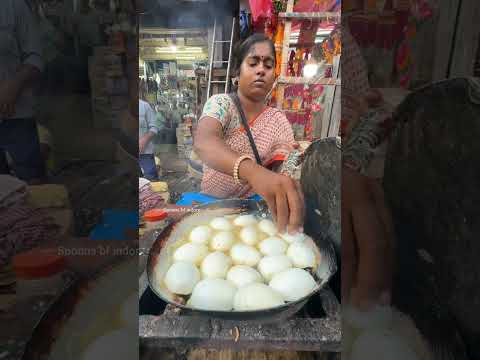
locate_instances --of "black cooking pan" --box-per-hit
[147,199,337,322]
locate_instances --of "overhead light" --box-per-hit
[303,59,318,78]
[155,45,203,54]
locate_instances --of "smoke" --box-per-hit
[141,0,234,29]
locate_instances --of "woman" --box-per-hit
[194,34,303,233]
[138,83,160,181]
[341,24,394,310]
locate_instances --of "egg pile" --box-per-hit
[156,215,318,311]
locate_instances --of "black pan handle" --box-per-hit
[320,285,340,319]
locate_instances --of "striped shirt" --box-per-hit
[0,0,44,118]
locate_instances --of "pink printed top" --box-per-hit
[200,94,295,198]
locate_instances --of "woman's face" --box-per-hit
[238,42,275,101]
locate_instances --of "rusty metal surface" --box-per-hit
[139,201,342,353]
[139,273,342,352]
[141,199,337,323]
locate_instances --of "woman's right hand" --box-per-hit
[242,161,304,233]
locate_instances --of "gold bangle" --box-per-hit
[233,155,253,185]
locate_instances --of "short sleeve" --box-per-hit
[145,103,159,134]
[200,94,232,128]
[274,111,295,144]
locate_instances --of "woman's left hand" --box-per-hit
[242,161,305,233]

---

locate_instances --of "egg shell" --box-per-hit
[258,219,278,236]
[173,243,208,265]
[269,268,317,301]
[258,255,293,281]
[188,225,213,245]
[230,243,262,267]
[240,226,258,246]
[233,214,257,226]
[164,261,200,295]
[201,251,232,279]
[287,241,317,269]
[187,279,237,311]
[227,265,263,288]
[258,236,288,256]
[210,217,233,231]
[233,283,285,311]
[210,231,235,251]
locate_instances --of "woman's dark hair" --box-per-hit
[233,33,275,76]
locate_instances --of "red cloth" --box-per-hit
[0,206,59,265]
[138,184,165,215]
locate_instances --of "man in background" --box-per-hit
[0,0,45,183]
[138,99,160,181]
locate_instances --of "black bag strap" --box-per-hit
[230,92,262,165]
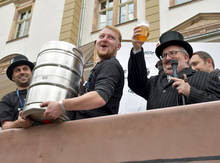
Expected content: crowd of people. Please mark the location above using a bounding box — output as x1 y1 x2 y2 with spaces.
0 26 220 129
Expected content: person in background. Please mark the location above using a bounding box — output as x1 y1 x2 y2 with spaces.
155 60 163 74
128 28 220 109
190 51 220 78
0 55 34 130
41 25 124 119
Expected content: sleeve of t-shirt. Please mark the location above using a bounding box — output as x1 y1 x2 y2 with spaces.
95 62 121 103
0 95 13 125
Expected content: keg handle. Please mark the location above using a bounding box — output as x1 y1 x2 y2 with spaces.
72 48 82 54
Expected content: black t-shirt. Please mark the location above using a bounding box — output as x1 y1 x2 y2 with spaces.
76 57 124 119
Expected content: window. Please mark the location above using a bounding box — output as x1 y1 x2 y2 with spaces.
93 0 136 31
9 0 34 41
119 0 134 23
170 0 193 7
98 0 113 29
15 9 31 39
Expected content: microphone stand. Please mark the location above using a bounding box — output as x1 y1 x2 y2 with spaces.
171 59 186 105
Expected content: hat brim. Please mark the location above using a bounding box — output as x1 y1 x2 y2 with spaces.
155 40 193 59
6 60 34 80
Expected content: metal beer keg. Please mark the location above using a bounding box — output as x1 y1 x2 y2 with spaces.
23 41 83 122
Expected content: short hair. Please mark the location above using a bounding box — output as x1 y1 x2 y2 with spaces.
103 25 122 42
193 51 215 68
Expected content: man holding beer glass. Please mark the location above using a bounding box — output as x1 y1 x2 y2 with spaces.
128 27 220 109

• _AIM_
Copy out word for word the records above, starting at the line that contains "Expected content: person" and ending at the line that contains "72 48 82 54", with both of those lines included.

• _RESPONSE TO THE TASK_
Expected content: person in background. Please mark the location above using a bounding box — output as x1 y1 x2 y2 with spaces.
155 60 163 74
128 28 220 109
190 51 220 78
0 55 34 130
41 25 124 119
Expected content: sleeve of t-shirt. Please mark the location above using a bounding box — output as x1 y1 x2 y2 with spaces.
95 62 121 103
0 95 13 125
Expected content: keg handle. Please mark the location above using a bounding box — output as x1 y1 x2 y2 with spaces.
72 48 82 54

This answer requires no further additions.